* Aim of the task *
Rewrite every line of the items below, requests included, and add -140 to each coordinate value in the answer points. Leave the numbers in the requests and their sample formats unchanged.

Stored data entries
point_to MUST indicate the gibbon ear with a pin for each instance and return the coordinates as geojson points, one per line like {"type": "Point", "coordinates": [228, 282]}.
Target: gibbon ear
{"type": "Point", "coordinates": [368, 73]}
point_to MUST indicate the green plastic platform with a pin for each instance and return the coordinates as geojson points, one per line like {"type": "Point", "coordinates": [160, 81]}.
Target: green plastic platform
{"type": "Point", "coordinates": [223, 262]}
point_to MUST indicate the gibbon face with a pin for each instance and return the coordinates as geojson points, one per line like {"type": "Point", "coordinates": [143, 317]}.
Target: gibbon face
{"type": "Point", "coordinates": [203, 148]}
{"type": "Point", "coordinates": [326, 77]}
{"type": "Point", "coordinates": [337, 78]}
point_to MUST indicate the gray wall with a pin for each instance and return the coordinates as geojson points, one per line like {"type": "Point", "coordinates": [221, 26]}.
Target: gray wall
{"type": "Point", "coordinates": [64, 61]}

* Task output *
point_to MUST indicate the gibbon ear with a pin for each instance and return the coordinates as geojson points, one per line like {"type": "Point", "coordinates": [228, 282]}.
Target: gibbon ear
{"type": "Point", "coordinates": [228, -67]}
point_to MUST indicate the green plastic platform with a pin for each instance and return the coordinates as geojson points, one per line like {"type": "Point", "coordinates": [160, 81]}.
Target: green plastic platform
{"type": "Point", "coordinates": [83, 122]}
point_to MUST indicate the gibbon face with a pin for each instance and return the coordinates as geojson points, one per line like {"type": "Point", "coordinates": [143, 317]}.
Target: gibbon face
{"type": "Point", "coordinates": [63, 8]}
{"type": "Point", "coordinates": [186, -63]}
{"type": "Point", "coordinates": [197, -62]}
point_to MUST indicate the gray wall with a pin for each instance and return the coordinates as geojson points, one per line like {"type": "Point", "coordinates": [221, 26]}.
Target: gray wall
{"type": "Point", "coordinates": [-76, -79]}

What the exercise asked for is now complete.